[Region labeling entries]
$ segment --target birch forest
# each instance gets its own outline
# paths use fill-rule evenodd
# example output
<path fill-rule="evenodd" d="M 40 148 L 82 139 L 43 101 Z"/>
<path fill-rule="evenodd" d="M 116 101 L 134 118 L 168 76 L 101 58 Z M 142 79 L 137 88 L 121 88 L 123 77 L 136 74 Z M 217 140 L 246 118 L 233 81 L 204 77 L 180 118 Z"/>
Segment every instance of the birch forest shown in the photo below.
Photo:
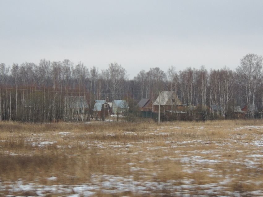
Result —
<path fill-rule="evenodd" d="M 167 71 L 161 67 L 138 71 L 133 79 L 116 62 L 102 70 L 88 67 L 81 62 L 75 65 L 68 59 L 52 62 L 41 59 L 38 64 L 25 62 L 9 66 L 2 63 L 0 119 L 83 121 L 93 118 L 96 100 L 129 100 L 135 105 L 142 98 L 154 101 L 159 90 L 175 92 L 185 106 L 203 109 L 220 106 L 221 118 L 233 118 L 234 109 L 238 106 L 247 106 L 248 118 L 261 118 L 262 71 L 262 57 L 253 54 L 243 57 L 234 70 L 225 66 L 207 70 L 204 65 L 179 70 L 171 66 Z M 84 103 L 87 106 L 82 107 L 87 110 L 80 110 Z"/>

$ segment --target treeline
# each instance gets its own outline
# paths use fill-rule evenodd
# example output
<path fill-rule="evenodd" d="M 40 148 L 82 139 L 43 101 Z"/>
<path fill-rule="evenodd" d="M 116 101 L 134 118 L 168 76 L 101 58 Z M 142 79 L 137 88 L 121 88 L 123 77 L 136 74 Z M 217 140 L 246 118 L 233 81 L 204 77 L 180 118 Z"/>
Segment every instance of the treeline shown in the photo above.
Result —
<path fill-rule="evenodd" d="M 173 66 L 166 71 L 156 67 L 140 71 L 132 79 L 117 63 L 100 71 L 68 59 L 42 59 L 37 65 L 25 62 L 11 66 L 2 63 L 0 119 L 83 120 L 92 117 L 95 100 L 154 101 L 159 90 L 175 92 L 188 106 L 220 106 L 220 115 L 225 118 L 231 118 L 234 107 L 247 106 L 247 116 L 253 118 L 263 108 L 263 84 L 262 57 L 253 54 L 243 57 L 235 70 L 225 67 L 208 71 L 204 66 L 182 71 Z M 72 98 L 79 104 L 73 106 L 77 101 Z M 81 109 L 83 98 L 87 104 L 83 106 L 85 110 Z"/>

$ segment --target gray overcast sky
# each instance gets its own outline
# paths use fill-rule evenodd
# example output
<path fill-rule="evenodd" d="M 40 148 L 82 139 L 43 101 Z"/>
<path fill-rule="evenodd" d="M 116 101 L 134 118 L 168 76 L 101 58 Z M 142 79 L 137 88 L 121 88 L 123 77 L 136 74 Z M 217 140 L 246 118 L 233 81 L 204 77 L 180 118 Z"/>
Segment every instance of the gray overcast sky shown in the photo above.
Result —
<path fill-rule="evenodd" d="M 0 62 L 68 59 L 130 78 L 171 66 L 234 70 L 263 55 L 263 1 L 0 0 Z"/>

- **YOUR GOAL**
Copy the data above word for word, omitting the pictures.

- **RESULT**
$ segment --target birch forest
# each instance gets its own outline
# paths use fill-rule evenodd
# example output
<path fill-rule="evenodd" d="M 40 148 L 82 139 L 43 101 Z"/>
<path fill-rule="evenodd" d="M 116 101 L 134 118 L 168 76 L 101 58 Z M 142 79 L 137 88 L 121 88 L 123 77 L 136 74 Z M 217 140 L 246 118 L 233 81 L 204 77 L 180 118 Z"/>
Segment every instance of the birch forest shown in the photo below.
Photo:
Result —
<path fill-rule="evenodd" d="M 167 71 L 161 67 L 138 71 L 133 79 L 116 62 L 102 70 L 88 67 L 81 62 L 75 65 L 68 59 L 52 62 L 41 59 L 38 64 L 25 62 L 9 66 L 2 63 L 0 119 L 83 121 L 93 118 L 96 100 L 129 100 L 135 105 L 142 98 L 154 101 L 159 90 L 175 92 L 185 106 L 203 109 L 220 106 L 221 118 L 233 118 L 234 109 L 238 106 L 247 106 L 248 118 L 261 118 L 262 71 L 262 57 L 253 54 L 243 57 L 234 70 L 225 66 L 207 70 L 204 65 L 179 70 L 171 66 Z M 84 103 L 87 106 L 82 107 L 87 110 L 80 110 Z"/>

$ segment --target treeline
# each instance gets its own outline
# paths use fill-rule evenodd
# example output
<path fill-rule="evenodd" d="M 40 148 L 82 139 L 43 101 Z"/>
<path fill-rule="evenodd" d="M 116 101 L 134 118 L 168 76 L 101 58 Z M 142 79 L 137 88 L 121 88 L 123 77 L 136 74 Z M 217 140 L 246 118 L 233 81 L 204 77 L 180 118 Z"/>
Segment every instance of the treeline shown in the photo above.
Result —
<path fill-rule="evenodd" d="M 173 66 L 166 71 L 156 67 L 140 71 L 132 79 L 117 63 L 100 71 L 68 59 L 42 59 L 37 65 L 25 62 L 11 66 L 2 63 L 0 119 L 83 120 L 92 117 L 95 100 L 154 101 L 159 90 L 175 92 L 188 106 L 220 106 L 220 115 L 225 118 L 231 118 L 234 107 L 247 106 L 247 116 L 253 118 L 263 108 L 263 84 L 262 57 L 253 54 L 243 57 L 235 70 L 225 67 L 208 71 L 204 66 L 182 71 Z M 72 98 L 79 104 L 73 106 L 77 101 Z M 81 109 L 83 98 L 87 104 L 83 106 L 85 110 Z"/>

$ segment --target gray overcast sky
# each instance gets its own outline
# paths use fill-rule evenodd
# example output
<path fill-rule="evenodd" d="M 40 148 L 82 139 L 43 101 Z"/>
<path fill-rule="evenodd" d="M 116 101 L 134 118 L 168 76 L 101 58 Z M 142 79 L 137 88 L 121 88 L 123 77 L 136 74 Z M 217 140 L 246 118 L 233 81 L 204 77 L 180 118 Z"/>
Segment every instance of the gray overcast sky shown in the photo above.
Result —
<path fill-rule="evenodd" d="M 0 62 L 68 59 L 130 78 L 171 66 L 234 70 L 263 55 L 263 1 L 0 0 Z"/>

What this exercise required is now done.